**READING TEXT**

In our first COVID-19 article, we discussed how the construction industry will remain strong after this challenging time. But what kind of help is available to businesses and individuals now? A few bills have been passed by Congress and signed into law by President Trump to help our nation weather this storm. Other bills are being negotiated. Things are changing constantly, sometimes hour by hour. Here’s what we know now.
The First 3 Bills
Three bills passed with bipartisan support. They are:
Coronavirus Preparedness and Response Supplemental Appropriations Act
This emergency bill provided $8.3 billion to help combat the virus. The goal was to provide funding to develop a vaccine and provide treatment. It also supports telehealth administration and other public health efforts.
Families First Coronavirus Response Act
This bill compelled companies with less than 500 employees to provide 80 hours of paid sick leave related to the coronavirus to their workers. This includes quarantine and taking care of a family member who has the virus. It also provides free coronavirus testing (but good luck finding a place to get a test) and emergency leave to care for a child whose school has closed.
This bill is as complex as its full name: The Coronavirus Aid, Relief, and Economic Security Act. This $2 trillion (yup, with a “t”) package includes direct payments to individuals and families. If you had not already filed your taxes in 2018 or 2019 electronically, you are likely still waiting for your check. It also expanded unemployment benefits.

**THE DATA**
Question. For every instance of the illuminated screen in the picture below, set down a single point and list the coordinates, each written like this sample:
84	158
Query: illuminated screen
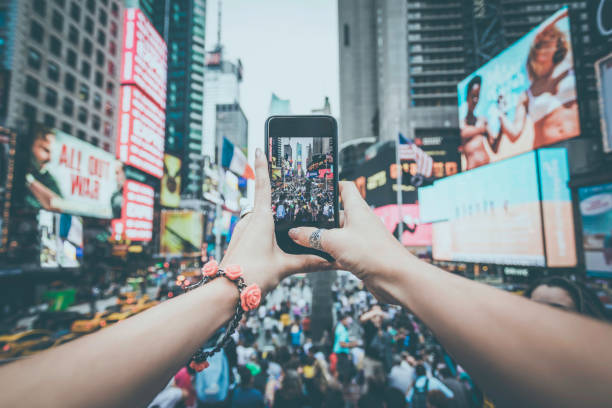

**WHAT IS EXPECTED**
Answer these questions from the article on COVID-19 relief bills:
(a) How much funding did the Coronavirus Preparedness and Response Supplemental Appropriations Act provide?
(b) How many hours of paid sick leave did the Families First Coronavirus Response Act require companies with fewer than 500 employees to provide?
(c) What is the dollar size of the Coronavirus Aid, Relief, and Economic Security Act package?

**RESULT OF THIS TASK**
(a) $8.3 billion
(b) 80 hours
(c) $2 trillion